_Exercise details_
Without including any images, reproduce each entry exactly.

_Some records_
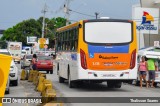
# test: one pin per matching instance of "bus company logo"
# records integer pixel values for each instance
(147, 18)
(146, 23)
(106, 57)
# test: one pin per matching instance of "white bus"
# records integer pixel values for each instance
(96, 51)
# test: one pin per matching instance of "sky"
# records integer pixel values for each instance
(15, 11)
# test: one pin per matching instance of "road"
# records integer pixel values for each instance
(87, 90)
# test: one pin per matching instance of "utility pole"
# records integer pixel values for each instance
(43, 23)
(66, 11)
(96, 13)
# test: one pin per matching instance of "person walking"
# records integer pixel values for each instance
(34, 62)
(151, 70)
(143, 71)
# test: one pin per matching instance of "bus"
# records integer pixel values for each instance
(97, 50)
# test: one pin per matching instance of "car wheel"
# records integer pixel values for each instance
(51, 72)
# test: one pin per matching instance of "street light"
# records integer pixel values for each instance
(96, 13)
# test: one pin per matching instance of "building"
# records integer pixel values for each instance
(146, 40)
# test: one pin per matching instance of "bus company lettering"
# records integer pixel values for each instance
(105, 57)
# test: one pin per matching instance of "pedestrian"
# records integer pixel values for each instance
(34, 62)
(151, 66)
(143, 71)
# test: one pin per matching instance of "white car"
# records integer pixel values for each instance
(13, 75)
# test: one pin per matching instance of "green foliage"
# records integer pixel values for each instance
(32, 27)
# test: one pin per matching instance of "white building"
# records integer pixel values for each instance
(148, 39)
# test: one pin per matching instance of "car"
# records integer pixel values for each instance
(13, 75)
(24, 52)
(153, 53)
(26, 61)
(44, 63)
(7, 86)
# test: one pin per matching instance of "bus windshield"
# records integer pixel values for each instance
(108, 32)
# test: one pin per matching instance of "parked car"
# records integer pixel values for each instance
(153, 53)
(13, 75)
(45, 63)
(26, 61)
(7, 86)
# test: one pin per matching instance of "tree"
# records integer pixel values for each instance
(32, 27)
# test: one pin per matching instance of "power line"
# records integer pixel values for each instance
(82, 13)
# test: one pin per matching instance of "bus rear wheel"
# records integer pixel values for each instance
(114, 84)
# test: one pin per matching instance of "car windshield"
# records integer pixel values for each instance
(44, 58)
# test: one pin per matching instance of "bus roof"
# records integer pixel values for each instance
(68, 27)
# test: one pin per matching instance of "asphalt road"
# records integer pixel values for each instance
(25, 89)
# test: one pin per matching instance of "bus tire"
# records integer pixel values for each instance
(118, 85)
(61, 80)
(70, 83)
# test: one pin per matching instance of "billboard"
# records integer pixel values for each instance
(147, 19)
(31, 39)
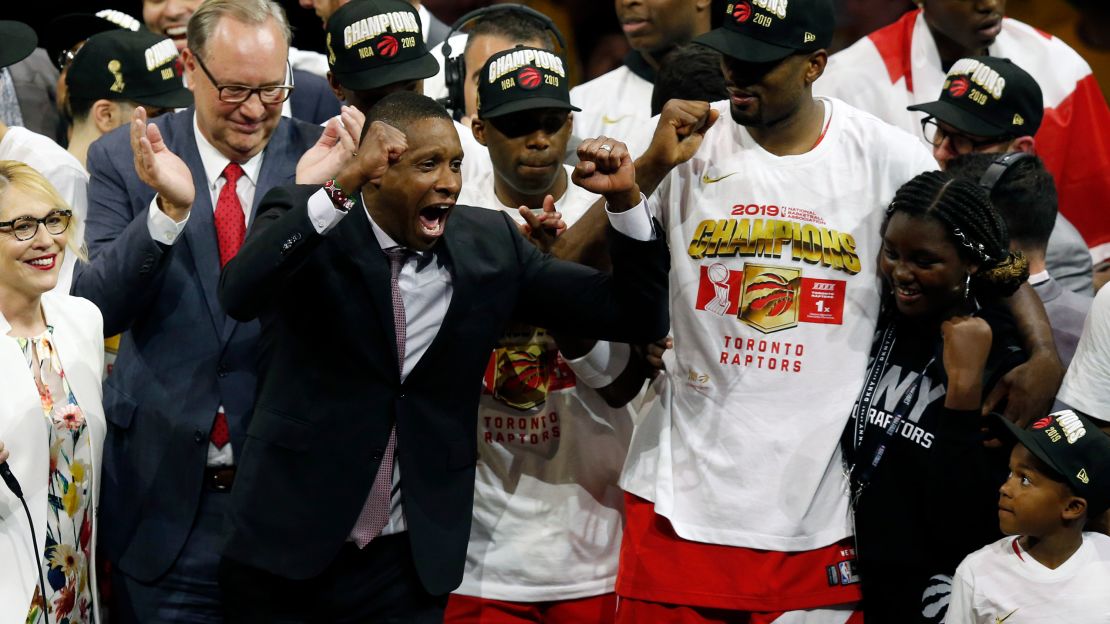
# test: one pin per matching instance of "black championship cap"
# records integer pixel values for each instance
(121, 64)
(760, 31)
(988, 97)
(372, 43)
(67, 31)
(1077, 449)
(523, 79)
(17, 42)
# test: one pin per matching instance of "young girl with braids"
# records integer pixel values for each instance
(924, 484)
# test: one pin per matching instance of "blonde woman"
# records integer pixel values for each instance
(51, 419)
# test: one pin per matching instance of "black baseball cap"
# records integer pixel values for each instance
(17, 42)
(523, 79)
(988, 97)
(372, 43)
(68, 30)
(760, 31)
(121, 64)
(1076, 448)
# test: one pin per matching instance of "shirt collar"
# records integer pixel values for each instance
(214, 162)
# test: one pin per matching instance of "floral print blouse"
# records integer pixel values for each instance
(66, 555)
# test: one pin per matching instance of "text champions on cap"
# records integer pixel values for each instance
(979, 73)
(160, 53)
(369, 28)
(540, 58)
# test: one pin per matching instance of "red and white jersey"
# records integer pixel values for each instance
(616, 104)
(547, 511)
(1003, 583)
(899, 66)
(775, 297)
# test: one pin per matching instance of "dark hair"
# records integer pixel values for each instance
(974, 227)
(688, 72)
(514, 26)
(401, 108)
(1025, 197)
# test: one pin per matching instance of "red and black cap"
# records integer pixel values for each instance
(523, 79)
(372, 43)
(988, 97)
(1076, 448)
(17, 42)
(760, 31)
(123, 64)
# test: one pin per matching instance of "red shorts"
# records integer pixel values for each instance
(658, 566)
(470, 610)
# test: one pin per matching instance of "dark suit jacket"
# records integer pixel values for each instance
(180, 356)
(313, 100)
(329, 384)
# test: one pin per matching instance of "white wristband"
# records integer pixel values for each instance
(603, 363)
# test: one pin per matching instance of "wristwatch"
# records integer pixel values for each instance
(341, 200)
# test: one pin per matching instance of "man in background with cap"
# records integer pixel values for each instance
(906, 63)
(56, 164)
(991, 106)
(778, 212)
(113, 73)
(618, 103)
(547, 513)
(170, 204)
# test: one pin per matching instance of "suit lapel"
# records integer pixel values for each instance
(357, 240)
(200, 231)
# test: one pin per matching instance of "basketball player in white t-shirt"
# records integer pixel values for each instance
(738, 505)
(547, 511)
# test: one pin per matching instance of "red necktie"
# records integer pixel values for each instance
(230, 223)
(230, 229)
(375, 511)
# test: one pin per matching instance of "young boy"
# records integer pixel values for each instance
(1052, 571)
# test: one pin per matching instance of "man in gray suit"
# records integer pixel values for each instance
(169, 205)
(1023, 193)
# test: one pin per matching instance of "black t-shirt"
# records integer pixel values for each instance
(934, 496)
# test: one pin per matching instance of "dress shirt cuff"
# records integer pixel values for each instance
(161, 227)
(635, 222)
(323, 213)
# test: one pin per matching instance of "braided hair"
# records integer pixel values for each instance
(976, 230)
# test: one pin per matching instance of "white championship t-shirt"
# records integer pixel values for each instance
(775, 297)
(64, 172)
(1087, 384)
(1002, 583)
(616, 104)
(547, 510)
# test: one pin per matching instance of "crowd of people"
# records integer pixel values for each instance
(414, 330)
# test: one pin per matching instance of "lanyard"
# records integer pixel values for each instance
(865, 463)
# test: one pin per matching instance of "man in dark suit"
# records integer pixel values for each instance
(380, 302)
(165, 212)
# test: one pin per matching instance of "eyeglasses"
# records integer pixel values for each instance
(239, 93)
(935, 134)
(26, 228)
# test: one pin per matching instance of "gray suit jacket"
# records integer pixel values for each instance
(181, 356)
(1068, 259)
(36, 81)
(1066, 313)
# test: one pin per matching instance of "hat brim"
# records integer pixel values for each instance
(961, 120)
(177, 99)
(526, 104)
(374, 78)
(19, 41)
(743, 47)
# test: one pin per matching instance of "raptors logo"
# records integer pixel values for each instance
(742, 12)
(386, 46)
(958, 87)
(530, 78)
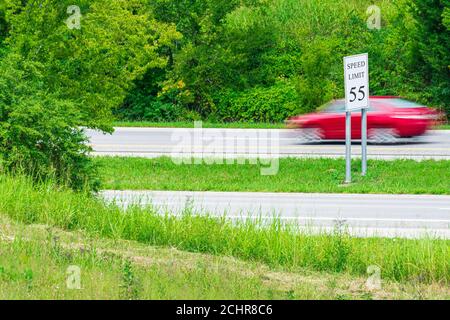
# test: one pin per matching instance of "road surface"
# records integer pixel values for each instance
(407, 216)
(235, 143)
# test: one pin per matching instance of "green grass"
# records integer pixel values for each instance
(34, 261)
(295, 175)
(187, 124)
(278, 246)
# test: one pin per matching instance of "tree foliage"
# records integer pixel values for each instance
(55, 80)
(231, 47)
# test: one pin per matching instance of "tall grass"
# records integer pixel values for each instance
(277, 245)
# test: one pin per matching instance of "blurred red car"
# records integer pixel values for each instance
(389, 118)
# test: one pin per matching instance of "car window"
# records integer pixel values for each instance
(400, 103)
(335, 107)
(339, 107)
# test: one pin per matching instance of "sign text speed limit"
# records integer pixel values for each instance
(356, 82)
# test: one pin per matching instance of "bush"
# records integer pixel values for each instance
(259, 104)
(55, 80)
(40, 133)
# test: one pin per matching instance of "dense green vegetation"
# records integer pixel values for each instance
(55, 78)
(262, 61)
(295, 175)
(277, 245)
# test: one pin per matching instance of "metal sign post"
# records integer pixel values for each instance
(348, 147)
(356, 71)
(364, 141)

_Response_
# test: one pin per matching instance of "bus company logo"
# records integer pixel values for each instance
(147, 18)
(146, 23)
(106, 57)
# test: one pin per matching instance of "white bus"
# records integer pixel values for each instance
(96, 51)
# test: one pin per matching instance of "sky"
# records integer pixel values for each instance
(15, 11)
# test: one pin per matching instance of "road"
# records integer pixel values for each instance
(87, 90)
# test: one pin per matching instance of "utility pole"
# records integer pixel values for each instance
(43, 23)
(66, 11)
(96, 13)
# test: one pin per matching instance of "person walking"
# records integer pixel values for each instance
(34, 62)
(151, 70)
(143, 71)
# test: one pin per matching instance of "bus"
# records integer pixel values for each instance
(97, 50)
# test: one pin per matching instance of "car wheel"
# records integer pixel values for each instance
(51, 72)
# test: one pin per matching instance of "street light"
# records integer pixel values for each instance
(96, 13)
# test: one pin per matching instance of "building"
# records integer pixel values for each instance
(146, 40)
# test: one pin per matching instance of "bus company lettering"
# records integer pixel values for each instance
(105, 57)
# test: one pin per matching instance of "pedestrian"
# records integer pixel values for each instance
(34, 62)
(151, 66)
(143, 71)
# test: one pin per matching instance of "white car"
# records integer pixel values for each instance
(13, 75)
# test: one pin per matching instance of "green foliage"
# records integer pixel values for each instance
(32, 27)
# test: one pin per matching instance of "white building"
# records integer pixel values for each instance
(148, 39)
# test: one pin per matching instance of "car"
# records integer pixel values for each instance
(13, 75)
(24, 52)
(153, 53)
(26, 61)
(44, 63)
(7, 86)
# test: one pin per matching instance of "bus windshield"
# records integer pixel values for each instance
(108, 32)
# test: one pin per matching instance of "parked car"
# records integer pixel values for each instance
(153, 53)
(13, 75)
(45, 63)
(26, 61)
(7, 86)
# test: one pin per matching instance of "tree"
# records integer pixel values for each instance
(32, 27)
# test: one pin per matching instance of "power line"
# records integer pixel values for each instance
(82, 13)
# test: one pin per matching instance of "bus rear wheel"
# records integer pixel values for each instance
(114, 84)
# test: one pin per matching instance of "car windshield"
# records integer pixel values for each instance
(44, 58)
# test: one pin per matching instance of "bus roof"
# records integer pixel values for each instance
(68, 27)
# test: one pin per matching instance of "asphalt road"
# records integer pixel values for each instance
(25, 89)
# test: one pin per matching instance of "bus tire"
# records integer pixel values for each instance
(118, 85)
(61, 80)
(70, 83)
# test: one pin per matching instance of "billboard"
# records integer pixel values for each instance
(147, 19)
(31, 39)
# test: one pin per matching instance of "black championship cap"
# records integer pixel values for each instance
(121, 64)
(760, 31)
(988, 97)
(372, 43)
(67, 31)
(1077, 449)
(523, 79)
(17, 42)
# test: one pin per matching instance of "young girl with braids"
# records integer pixel values for each instance
(924, 484)
# test: one pin per matching instance of "blonde woman"
# records integer pixel values for each instance
(51, 419)
# test: one pin per matching instance of "black baseball cap"
# records integer pixel values for each instance
(17, 42)
(523, 79)
(988, 97)
(372, 43)
(68, 30)
(760, 31)
(121, 64)
(1076, 448)
# test: one pin per matching instance of "shirt collar"
# records integer pixel values for each instance
(214, 162)
# test: one pin per matching instance of "floral print blouse"
# records integer pixel values for each instance
(66, 555)
# test: one pin per matching instance of "text champions on cap"
# records integer pixel values for each instance
(979, 73)
(160, 53)
(369, 28)
(540, 58)
# test: one pin per matching instance of "red and white jersey"
# records integer pixel values for each instance
(616, 104)
(547, 511)
(1003, 583)
(899, 66)
(775, 297)
# test: one pin per matching instance of "dark hair"
# records integer pixel values for each instance
(974, 227)
(688, 72)
(514, 26)
(401, 108)
(1025, 197)
# test: one pin per matching instance of "red and black cap"
# records integer pixel values for each instance
(523, 79)
(372, 43)
(988, 97)
(1076, 448)
(17, 42)
(760, 31)
(123, 64)
# test: one pin per matching instance of "red shorts"
# records integer pixel values for each instance
(658, 566)
(470, 610)
# test: one pin per matching instance of "dark suit jacket"
# records integer pixel values for each instance
(180, 356)
(313, 100)
(329, 384)
# test: one pin per matching instance of "white wristband"
# records integer pixel values for each instance
(603, 363)
# test: one pin per matching instance of "wristwatch"
# records integer pixel values for each instance
(341, 200)
# test: one pin per matching instance of "man in background with cap"
# records integer pixel values for each instance
(906, 63)
(56, 164)
(991, 106)
(778, 212)
(113, 73)
(618, 103)
(547, 513)
(170, 204)
# test: one pin per matching instance of "suit lapel"
# records integer pixel values for each instance
(357, 240)
(200, 231)
# test: one pin per matching instance of "basketball player in white t-shirt"
# records integer pixel values for each instance
(738, 505)
(547, 511)
# test: one pin per matching instance of "red necktie"
# records integer pixel values for each instance
(230, 223)
(230, 229)
(375, 511)
# test: one pin per matching instance of "young boy"
# records integer pixel values for each instance
(1052, 571)
# test: one pin per matching instance of "man in gray suit"
# records integer pixel values for each instance
(169, 205)
(1023, 193)
# test: one pin per matching instance of "black t-shirt"
# records integer pixel values for each instance
(934, 496)
# test: one pin per matching instance of "dress shirt cuff"
# records integer pixel values for each instance
(161, 227)
(635, 222)
(323, 213)
# test: one pin per matching instance of "braided hair"
# records integer pixel values for each instance
(976, 230)
# test: one pin per matching instance of "white championship t-shirt"
# records integer pixel values for each instance
(775, 297)
(64, 172)
(1087, 384)
(1002, 583)
(616, 104)
(547, 510)
# test: one pin per matching instance of "crowd of people"
# records integer pixel values for each instance
(414, 330)
# test: one pin per matching instance of "lanyard"
# records integer pixel values for each instance
(865, 463)
# test: one pin per matching instance of "man in dark suit"
# records integer pixel values for each instance
(380, 302)
(165, 212)
# test: one pin per matching instance of "eyeglasses"
# records integer pixel values for each instance
(239, 93)
(935, 134)
(26, 228)
# test: one pin per matching instance of "gray suit jacket"
# records integer pixel values for each instance
(181, 356)
(1068, 259)
(36, 81)
(1066, 313)
# test: one pin per matching instance of "hat brim"
# records integer pixel values for each instance
(961, 120)
(177, 99)
(526, 104)
(374, 78)
(19, 41)
(743, 47)
# test: one pin per matching instance of "raptors logo"
# records integer pixel values for each instance
(742, 12)
(386, 46)
(958, 87)
(530, 78)
# test: one pin per matching instance of "road surface"
# records integer pixel values for each instance
(407, 216)
(235, 143)
# test: one pin per matching instance of "green grass"
# records integer pixel values for each instance
(34, 261)
(295, 175)
(187, 124)
(278, 246)
# test: one pin per matching instance of "tree foliage"
# records integer pixel values for each instance
(55, 80)
(231, 47)
# test: one pin per matching instance of "tall grass"
# records integer pixel values for each instance
(277, 245)
# test: one pin per matching instance of "blurred red car"
# records integer pixel values for each instance
(389, 118)
# test: one pin per matching instance of "car window"
# records integer pixel values for each instance
(400, 103)
(335, 107)
(339, 107)
# test: one pin per matching instance of "sign text speed limit"
# records integer pixel values for each instance
(356, 82)
# test: one pin per matching instance of "bush"
# records integer pixel values for each instance
(259, 104)
(55, 80)
(40, 133)
# test: one pin per matching instance of "dense green vegetation"
# records integer pixel values for each instance
(55, 78)
(262, 61)
(295, 175)
(277, 245)
# test: one pin per matching instance of "metal sign post"
# records integer pixel values for each instance
(348, 147)
(356, 71)
(364, 141)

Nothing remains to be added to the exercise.